DATA EXCERPTS:
☆ ☆ ☆ ☆
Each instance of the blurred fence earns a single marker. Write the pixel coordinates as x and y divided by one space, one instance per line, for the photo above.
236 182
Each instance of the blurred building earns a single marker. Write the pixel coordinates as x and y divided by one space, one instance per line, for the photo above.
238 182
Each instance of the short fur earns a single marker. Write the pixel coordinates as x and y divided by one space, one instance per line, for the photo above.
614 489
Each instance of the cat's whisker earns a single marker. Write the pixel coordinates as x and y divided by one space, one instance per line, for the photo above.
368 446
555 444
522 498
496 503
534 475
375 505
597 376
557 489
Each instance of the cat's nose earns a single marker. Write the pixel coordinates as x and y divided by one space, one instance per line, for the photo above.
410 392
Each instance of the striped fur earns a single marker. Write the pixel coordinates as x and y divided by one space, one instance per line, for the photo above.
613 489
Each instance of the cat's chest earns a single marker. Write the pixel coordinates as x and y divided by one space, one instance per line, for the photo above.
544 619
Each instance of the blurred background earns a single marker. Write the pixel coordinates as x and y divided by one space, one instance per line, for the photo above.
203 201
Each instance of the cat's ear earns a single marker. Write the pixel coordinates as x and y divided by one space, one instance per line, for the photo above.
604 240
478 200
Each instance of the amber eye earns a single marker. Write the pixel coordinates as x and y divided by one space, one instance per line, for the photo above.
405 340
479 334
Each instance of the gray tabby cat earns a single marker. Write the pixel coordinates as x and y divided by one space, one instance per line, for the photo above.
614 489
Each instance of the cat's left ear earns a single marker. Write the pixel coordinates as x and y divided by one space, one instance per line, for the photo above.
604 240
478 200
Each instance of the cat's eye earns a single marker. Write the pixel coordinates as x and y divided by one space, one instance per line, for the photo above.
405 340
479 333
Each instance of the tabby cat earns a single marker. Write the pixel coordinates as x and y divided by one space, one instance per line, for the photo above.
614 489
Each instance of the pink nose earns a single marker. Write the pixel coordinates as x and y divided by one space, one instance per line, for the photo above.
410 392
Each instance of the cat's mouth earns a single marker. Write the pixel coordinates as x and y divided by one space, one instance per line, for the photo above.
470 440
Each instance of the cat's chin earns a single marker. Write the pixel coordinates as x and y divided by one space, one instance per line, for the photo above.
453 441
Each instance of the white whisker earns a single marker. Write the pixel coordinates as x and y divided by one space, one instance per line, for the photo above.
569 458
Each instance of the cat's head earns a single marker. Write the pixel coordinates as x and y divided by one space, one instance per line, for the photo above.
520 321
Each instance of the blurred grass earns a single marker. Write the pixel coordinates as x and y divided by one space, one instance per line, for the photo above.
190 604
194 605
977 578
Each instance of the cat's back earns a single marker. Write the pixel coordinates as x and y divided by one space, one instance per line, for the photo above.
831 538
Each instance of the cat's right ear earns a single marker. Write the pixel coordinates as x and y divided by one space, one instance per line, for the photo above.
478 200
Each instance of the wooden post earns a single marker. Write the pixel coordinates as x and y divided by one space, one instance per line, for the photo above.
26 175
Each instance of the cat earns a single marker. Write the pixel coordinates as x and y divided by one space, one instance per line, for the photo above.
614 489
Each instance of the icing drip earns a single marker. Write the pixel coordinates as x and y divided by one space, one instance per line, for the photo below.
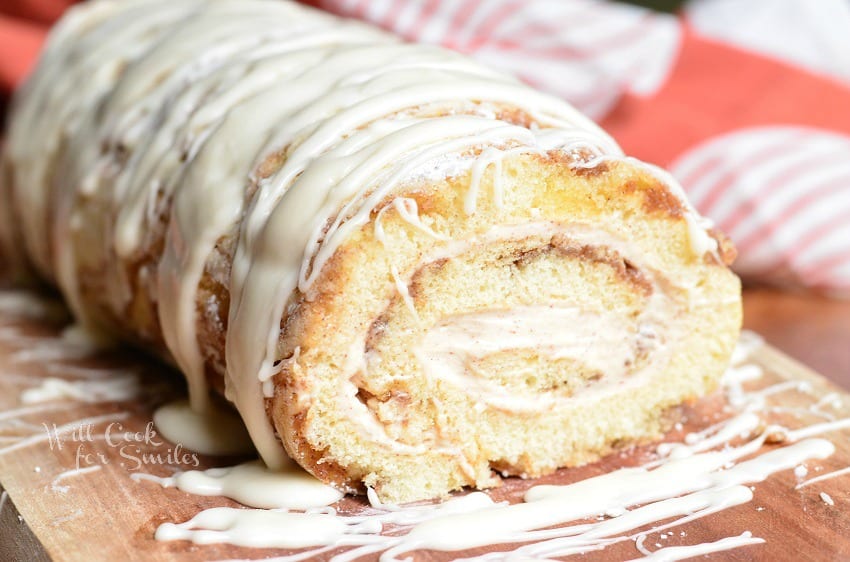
255 485
193 99
708 472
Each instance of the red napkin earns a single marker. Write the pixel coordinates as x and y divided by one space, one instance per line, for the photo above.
747 102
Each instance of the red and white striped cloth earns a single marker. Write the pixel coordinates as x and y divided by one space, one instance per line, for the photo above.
747 102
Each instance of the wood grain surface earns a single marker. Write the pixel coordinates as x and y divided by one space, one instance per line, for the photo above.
103 514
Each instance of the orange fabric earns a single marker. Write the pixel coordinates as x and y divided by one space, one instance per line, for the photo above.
20 42
44 11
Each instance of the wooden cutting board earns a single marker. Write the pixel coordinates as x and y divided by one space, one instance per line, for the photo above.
53 511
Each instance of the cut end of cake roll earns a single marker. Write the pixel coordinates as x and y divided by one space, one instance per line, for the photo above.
559 320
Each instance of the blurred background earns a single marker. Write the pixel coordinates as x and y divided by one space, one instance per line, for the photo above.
746 102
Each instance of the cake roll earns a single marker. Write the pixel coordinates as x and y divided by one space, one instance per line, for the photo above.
405 270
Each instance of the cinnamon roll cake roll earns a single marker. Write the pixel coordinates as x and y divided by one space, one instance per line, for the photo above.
405 270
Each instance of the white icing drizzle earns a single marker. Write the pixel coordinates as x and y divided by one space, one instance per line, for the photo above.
702 475
822 477
141 102
255 485
215 431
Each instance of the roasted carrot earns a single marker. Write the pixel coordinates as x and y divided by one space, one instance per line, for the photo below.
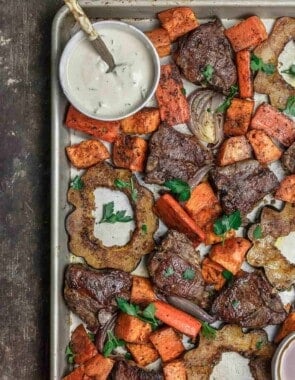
245 80
161 41
177 319
212 273
174 216
247 34
234 149
264 148
231 253
286 190
274 124
132 329
130 153
178 21
87 153
143 354
145 121
174 108
287 327
167 343
142 291
82 346
175 370
238 117
104 130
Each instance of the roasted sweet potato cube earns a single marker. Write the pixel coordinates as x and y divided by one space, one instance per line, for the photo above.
161 41
145 121
142 291
178 21
174 370
143 354
167 343
132 329
238 117
130 153
99 367
82 346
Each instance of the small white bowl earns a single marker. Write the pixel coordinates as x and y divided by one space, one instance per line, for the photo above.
120 27
279 358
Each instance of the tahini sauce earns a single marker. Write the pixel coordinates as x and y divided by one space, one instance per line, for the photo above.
116 93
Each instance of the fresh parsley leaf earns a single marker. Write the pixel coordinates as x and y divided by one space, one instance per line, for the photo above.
257 233
290 107
69 354
207 72
189 274
224 106
257 64
179 188
227 275
108 215
112 343
290 70
235 304
207 331
77 183
168 272
129 185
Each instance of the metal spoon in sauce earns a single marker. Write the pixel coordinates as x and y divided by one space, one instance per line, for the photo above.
92 34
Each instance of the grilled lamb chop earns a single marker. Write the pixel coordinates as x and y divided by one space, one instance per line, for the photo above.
87 291
240 186
175 269
250 302
174 155
125 371
207 45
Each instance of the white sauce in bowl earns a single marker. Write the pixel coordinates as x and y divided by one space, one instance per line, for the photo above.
110 95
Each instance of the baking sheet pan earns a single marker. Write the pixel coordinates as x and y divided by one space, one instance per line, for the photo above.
141 13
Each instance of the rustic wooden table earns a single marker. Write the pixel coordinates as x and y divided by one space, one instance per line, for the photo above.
25 187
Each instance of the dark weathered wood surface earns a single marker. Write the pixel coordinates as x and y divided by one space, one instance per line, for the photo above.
24 187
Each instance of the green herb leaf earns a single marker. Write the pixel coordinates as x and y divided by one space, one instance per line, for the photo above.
224 106
179 188
108 215
257 233
227 275
77 183
207 331
290 70
207 72
112 343
290 107
189 274
257 64
168 272
69 354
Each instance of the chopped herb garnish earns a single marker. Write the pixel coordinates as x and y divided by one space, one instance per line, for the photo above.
179 188
226 223
290 107
208 72
189 274
112 343
77 183
257 64
69 354
168 272
232 93
129 185
207 331
108 215
235 304
257 233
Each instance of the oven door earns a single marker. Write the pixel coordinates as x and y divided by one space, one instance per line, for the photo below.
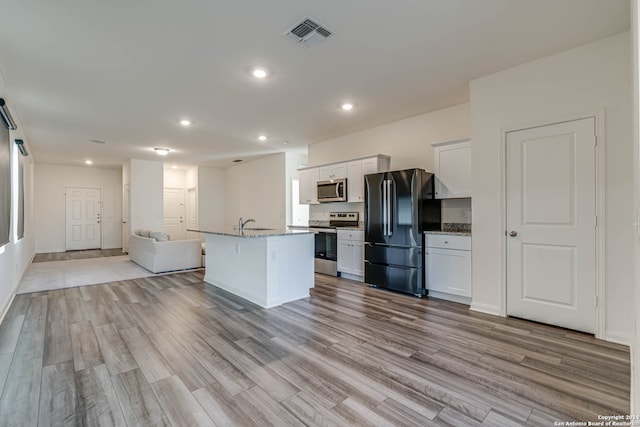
326 253
332 191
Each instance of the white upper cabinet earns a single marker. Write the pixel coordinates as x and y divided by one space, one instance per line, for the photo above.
357 169
355 182
453 168
308 190
353 170
336 171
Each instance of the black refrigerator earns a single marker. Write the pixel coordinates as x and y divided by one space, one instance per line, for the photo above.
399 207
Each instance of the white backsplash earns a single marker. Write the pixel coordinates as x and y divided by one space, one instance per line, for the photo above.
456 210
321 212
453 210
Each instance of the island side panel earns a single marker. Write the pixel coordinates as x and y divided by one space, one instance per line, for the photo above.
238 265
290 268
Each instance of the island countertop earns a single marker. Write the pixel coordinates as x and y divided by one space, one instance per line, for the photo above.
252 232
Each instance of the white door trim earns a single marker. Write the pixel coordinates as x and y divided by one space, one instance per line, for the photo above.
64 216
599 116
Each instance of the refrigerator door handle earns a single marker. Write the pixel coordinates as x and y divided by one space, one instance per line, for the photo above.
389 208
385 200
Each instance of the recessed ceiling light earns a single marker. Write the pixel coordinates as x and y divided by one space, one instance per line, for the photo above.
259 73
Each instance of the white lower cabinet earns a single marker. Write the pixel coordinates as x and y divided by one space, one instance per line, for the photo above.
447 260
351 254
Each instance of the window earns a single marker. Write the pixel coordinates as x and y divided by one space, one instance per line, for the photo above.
5 185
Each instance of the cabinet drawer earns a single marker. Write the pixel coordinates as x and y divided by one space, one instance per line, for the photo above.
447 241
355 235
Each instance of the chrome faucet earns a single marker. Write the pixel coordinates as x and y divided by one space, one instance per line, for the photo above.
242 223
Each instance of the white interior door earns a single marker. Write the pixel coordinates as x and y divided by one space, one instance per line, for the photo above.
174 213
192 212
126 218
83 228
551 224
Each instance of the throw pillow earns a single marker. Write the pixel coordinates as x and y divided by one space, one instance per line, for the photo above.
159 236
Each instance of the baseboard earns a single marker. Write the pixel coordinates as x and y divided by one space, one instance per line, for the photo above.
12 294
635 394
619 337
485 308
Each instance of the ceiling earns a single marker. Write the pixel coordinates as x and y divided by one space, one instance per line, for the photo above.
126 72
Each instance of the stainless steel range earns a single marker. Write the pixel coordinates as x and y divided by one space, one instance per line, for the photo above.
326 247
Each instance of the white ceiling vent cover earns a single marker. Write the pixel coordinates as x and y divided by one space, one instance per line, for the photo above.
309 32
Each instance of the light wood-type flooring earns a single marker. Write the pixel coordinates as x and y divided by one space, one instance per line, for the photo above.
80 254
172 350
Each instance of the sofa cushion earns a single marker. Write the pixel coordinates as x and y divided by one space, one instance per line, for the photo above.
144 232
159 236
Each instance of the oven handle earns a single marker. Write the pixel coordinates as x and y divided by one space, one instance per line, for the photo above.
385 212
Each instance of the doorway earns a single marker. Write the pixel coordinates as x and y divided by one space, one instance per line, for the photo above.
83 210
551 224
174 213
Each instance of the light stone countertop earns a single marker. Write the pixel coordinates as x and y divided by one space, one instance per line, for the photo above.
449 233
253 232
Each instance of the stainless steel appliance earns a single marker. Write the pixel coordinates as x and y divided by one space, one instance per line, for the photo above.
399 206
326 240
332 191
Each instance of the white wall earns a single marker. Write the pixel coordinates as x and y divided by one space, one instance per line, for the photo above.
576 81
635 348
50 183
407 141
257 190
146 192
293 161
15 257
211 198
175 178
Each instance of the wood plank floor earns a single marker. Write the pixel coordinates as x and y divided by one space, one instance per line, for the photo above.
171 350
81 254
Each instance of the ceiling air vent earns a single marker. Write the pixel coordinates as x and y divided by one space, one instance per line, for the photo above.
309 32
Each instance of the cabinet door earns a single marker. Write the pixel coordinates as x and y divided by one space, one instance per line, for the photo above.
370 166
308 190
344 256
339 171
453 170
448 271
325 173
313 186
303 190
355 183
357 258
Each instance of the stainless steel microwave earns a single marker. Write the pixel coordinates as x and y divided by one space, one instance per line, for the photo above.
332 191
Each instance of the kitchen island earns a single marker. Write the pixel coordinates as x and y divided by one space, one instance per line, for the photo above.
267 267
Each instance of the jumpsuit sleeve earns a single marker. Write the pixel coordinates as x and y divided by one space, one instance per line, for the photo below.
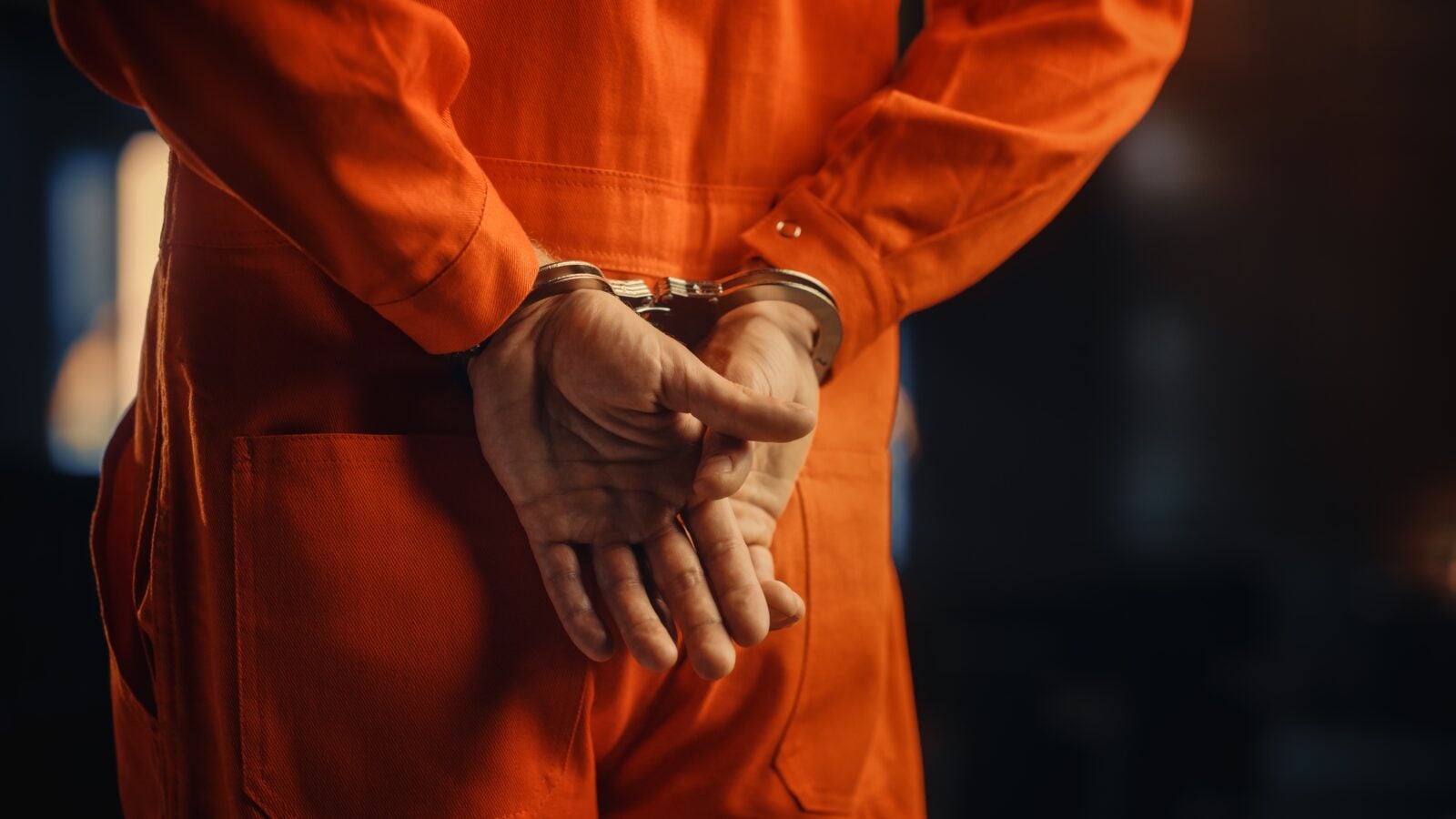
331 120
997 114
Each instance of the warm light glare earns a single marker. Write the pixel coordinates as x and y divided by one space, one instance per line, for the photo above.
142 187
98 373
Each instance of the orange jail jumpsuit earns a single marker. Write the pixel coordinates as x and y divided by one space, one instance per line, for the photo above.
318 599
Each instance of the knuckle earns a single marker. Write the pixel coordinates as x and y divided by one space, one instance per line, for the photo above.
562 577
580 615
706 622
623 584
718 548
686 581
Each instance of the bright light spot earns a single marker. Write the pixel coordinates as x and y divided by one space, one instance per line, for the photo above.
98 375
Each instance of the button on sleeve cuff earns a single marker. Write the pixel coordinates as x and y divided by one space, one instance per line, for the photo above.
803 234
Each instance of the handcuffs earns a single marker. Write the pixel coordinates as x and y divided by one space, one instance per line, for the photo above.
688 309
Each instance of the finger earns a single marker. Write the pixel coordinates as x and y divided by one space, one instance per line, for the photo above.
655 595
724 467
730 570
626 599
785 605
692 387
679 574
561 571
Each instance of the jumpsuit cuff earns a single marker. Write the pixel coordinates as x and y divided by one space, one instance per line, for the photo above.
804 234
477 292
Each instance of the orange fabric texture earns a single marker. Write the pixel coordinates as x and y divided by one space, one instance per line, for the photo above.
318 598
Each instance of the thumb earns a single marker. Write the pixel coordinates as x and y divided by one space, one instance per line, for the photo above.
734 410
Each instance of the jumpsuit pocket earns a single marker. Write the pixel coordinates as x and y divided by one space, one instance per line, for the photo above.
849 595
397 652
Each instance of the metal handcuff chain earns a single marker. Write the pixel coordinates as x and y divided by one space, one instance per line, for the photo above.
688 309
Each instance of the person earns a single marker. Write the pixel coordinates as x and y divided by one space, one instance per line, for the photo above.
322 601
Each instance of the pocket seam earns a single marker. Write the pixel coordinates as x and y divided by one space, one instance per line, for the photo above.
386 450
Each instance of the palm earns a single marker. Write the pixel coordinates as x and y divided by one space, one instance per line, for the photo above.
594 423
611 462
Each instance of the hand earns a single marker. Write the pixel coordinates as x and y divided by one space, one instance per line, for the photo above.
594 421
766 347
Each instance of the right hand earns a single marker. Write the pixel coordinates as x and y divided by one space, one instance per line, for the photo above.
593 421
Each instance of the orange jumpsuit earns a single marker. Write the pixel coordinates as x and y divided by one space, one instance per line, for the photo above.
317 596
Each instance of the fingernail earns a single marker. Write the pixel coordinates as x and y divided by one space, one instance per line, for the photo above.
718 465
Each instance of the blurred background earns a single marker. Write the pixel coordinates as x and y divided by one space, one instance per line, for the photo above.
1177 487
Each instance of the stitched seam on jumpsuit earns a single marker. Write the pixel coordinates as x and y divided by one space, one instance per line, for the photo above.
546 167
666 191
449 266
808 636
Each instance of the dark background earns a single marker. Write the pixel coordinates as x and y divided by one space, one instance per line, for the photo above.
1183 513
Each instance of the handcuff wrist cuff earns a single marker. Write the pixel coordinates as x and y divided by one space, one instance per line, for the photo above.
688 308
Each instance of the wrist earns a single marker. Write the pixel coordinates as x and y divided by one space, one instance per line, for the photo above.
795 321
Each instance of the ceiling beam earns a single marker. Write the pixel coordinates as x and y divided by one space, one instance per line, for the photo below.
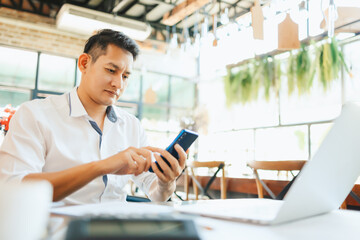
180 11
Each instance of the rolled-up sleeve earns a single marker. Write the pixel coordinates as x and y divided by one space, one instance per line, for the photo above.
23 149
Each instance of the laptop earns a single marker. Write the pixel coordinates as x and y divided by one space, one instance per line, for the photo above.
321 186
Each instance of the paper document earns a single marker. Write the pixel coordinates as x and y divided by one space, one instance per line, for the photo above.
113 209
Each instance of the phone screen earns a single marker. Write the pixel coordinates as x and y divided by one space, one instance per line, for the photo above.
185 138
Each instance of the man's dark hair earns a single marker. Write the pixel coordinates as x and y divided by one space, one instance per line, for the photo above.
97 44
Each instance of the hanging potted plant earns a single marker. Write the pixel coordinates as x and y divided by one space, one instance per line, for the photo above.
329 62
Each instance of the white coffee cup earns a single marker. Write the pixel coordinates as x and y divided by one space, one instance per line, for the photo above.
24 210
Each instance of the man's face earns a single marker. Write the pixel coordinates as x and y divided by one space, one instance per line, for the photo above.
106 79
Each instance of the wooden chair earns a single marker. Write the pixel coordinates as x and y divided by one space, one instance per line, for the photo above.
220 165
290 165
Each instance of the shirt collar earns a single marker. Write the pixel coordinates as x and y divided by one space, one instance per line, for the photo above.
76 109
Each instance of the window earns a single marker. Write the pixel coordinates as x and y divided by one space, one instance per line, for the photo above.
352 85
17 67
316 106
182 92
155 88
154 118
13 97
317 134
282 143
56 73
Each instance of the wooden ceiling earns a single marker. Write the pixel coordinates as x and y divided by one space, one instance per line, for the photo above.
160 14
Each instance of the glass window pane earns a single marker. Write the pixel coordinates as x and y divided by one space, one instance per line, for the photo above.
131 108
179 118
78 76
155 88
318 133
282 143
315 17
17 67
318 105
222 118
352 85
132 92
235 148
158 139
154 118
56 73
182 92
13 97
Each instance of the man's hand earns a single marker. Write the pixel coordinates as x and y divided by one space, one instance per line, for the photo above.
130 161
170 173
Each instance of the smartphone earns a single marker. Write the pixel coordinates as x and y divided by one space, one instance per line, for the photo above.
185 138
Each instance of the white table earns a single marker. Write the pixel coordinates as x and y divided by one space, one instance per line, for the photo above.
339 224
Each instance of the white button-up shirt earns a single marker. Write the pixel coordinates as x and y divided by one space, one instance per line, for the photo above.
56 133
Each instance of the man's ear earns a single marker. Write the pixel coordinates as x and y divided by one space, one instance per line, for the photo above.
84 62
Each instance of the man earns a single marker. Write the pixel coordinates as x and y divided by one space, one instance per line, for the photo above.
83 145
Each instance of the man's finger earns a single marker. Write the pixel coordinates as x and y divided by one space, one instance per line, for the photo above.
182 155
140 163
157 171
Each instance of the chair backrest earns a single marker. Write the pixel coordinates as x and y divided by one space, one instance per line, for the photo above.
284 165
277 165
210 164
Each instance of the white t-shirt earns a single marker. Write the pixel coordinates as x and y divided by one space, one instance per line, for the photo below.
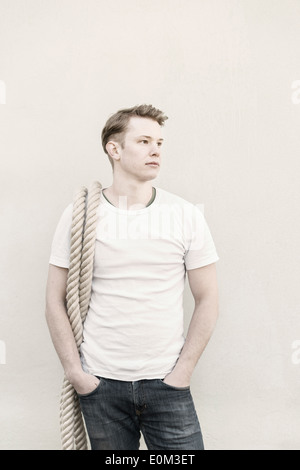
134 325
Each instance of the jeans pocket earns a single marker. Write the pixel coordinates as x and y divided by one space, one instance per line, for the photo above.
87 395
172 387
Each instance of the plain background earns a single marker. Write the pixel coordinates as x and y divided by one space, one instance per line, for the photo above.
226 72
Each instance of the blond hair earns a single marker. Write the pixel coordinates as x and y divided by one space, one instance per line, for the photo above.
117 125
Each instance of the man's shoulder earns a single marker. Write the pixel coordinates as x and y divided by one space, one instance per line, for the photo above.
167 197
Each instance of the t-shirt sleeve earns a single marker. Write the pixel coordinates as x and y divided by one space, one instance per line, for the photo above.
60 248
201 249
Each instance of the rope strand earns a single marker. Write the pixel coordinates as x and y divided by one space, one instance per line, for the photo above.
83 235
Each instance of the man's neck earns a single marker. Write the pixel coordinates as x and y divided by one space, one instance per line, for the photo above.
126 195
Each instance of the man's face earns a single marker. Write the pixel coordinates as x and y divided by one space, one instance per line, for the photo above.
140 156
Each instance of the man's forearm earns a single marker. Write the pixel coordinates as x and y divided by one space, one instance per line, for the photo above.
199 333
63 339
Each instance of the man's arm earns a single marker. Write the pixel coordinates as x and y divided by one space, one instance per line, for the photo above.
61 331
203 284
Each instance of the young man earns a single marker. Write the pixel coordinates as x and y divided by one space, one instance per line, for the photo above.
135 366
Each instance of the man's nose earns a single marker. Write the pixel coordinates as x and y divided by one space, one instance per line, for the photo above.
155 149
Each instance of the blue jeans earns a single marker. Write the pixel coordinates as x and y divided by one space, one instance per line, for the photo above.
116 413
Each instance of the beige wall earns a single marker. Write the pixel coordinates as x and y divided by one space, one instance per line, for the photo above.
227 73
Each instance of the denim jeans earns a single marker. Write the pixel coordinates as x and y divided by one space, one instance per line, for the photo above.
116 413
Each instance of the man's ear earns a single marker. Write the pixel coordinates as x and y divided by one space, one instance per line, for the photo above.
113 149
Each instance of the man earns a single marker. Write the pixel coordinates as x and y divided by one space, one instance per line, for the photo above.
135 366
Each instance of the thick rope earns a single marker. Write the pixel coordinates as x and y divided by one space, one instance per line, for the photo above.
83 235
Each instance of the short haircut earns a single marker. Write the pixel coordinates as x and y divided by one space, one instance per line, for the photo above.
117 125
☆ ☆ ☆ ☆
PROBLEM TO SOLVE: Beginning at the line that holds "Each instance of the blue", reproduce each line of the records above down to and including the last one.

TASK SOLUTION:
Each instance of the blue jeans earns a single marker. Write the pixel coordinates as x and y divided by one space, one instance per line, for the photo above.
116 413
Each instance of the beige wall earns a single marker. Write the pixel coordinates as x and y divided by one space, one instance per line, for the photo above.
227 73
Each instance of the denim jeans earns a single marker. Write the pixel coordinates as x and y divided by one space, one instance per line, for the photo above.
116 413
Each instance of the man's ear earns a single marker. Write the pixel coordinates as x and y divided by one space, one instance per line, for the photo above.
113 149
Each instance of the man earns a single marker. Write the pixel coordinates as x and y divided by one space, one instance per line, for the photo above.
135 366
Each instance of the thick rope earns a single marker. Write the pixel coordinates as x and y divided by one space, one instance per line, for the photo above.
83 235
Each instance of the short haircut earns a single marker. Write the pixel coordinates as x and y divided by one space, one instance per line, for the photo above.
117 125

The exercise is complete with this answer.